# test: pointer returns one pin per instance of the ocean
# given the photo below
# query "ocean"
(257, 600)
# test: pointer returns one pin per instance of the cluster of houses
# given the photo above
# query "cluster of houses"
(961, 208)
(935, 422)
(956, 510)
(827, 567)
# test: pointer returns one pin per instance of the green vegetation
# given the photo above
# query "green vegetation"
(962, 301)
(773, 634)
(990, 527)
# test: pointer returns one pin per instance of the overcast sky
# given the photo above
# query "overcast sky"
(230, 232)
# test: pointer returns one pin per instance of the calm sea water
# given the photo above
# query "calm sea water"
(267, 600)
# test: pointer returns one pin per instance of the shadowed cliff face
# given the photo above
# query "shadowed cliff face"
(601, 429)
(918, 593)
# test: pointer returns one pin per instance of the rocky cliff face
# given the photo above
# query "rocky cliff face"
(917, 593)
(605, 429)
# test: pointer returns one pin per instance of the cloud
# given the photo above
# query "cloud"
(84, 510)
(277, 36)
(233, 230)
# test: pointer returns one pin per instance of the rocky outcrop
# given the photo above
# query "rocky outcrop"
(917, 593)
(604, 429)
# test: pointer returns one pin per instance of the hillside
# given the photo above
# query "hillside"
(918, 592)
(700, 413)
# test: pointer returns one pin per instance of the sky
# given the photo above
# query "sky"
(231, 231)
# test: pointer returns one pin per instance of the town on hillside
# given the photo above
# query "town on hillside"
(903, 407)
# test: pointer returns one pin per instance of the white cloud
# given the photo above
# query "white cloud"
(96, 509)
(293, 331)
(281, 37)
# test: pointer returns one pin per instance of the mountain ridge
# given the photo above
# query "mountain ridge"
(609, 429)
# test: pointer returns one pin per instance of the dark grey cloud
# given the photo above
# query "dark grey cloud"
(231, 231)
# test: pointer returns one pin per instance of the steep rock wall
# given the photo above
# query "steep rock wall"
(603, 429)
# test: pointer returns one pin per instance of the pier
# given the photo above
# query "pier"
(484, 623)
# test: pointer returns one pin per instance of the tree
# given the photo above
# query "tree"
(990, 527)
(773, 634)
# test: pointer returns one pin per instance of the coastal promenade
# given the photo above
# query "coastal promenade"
#####
WORK INSTRUCTION -
Tally the lines of the listing that include "coastal". Reply with nothing but the count.

FINISHED TASK -
2